The present research aims to present the manifestation of these domains of intangible heritage in Alexandria based on data collection from resources, interviews and questionnaires.  It intends to explain how that intangible heritage is maintained and practiced and who knows about it or who benefits from it. It also aims to explain how the varied intangible heritage of the city could be promoted, marketed and used for the benefit of tourism. The study reveals that the intangible heritage of Alexandria could be linked to the events’ agenda of the city and could easily enhance local tourism. It could also deepen the national loyalty and sense of identity of the Alexandrians. Moreover, it could be well used to create innovative thematic tours, walking tours and creative events that could attract tourists.

Key Words: Intangible heritage, thematic tours, Alexandria



Alexandria was founded by Alexander the Great in 332 BC on a site that was previously known and used during the Pharonic period known as Rhakotis; which was one of several villages that guarded the coastline from possible incursions. The facing island of Pharos was a landing stage of International navigation (Morcos et al, 2003). The city was used as capital of Egypt during the Graeco-Roman period; thus its political importance grew accordingly. It also became a major commercial centre of the ancient Mediterranean. With its lighthouse and active commercial, artistic and scientific activities it remained the richest and most prosperous city in the Mediterranean for decades.

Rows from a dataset

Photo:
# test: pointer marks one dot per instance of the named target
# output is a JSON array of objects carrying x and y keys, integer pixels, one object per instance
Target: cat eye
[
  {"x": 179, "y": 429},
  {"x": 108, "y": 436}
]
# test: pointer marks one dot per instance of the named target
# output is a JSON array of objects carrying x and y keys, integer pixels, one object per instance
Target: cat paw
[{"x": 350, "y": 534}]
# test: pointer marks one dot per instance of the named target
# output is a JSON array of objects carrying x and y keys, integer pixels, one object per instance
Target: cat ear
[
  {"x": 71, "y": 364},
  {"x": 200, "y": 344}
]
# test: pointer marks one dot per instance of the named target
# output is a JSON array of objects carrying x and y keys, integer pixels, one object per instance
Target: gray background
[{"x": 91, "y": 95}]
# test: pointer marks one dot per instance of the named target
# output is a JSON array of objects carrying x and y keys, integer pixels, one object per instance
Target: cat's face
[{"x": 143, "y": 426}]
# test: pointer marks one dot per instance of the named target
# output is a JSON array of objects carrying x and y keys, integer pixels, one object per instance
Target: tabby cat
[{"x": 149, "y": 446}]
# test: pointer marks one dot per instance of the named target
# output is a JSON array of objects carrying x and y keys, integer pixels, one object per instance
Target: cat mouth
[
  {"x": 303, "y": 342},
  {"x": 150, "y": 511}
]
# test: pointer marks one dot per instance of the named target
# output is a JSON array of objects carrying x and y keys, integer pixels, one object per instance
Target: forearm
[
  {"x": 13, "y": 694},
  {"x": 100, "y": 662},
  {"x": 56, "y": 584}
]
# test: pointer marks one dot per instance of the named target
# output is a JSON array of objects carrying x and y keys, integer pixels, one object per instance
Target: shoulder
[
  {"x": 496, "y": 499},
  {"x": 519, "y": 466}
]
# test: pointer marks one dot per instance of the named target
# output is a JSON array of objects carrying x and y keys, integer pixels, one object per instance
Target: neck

Tasks:
(a) Reproduce the Alexandria passage word for word, starting at the words "Key Words: Intangible" and stopping after "Mediterranean for decades.".
(b) List the key words given in the Alexandria passage.
The listing has no role in any of this work.

Responses by task:
(a)
Key Words: Intangible heritage, thematic tours, Alexandria



Alexandria was founded by Alexander the Great in 332 BC on a site that was previously known and used during the Pharonic period known as Rhakotis; which was one of several villages that guarded the coastline from possible incursions. The facing island of Pharos was a landing stage of International navigation (Morcos et al, 2003). The city was used as capital of Egypt during the Graeco-Roman period; thus its political importance grew accordingly. It also became a major commercial centre of the ancient Mediterranean. With its lighthouse and active commercial, artistic and scientific activities it remained the richest and most prosperous city in the Mediterranean for decades.

(b) Intangible heritage, thematic tours, Alexandria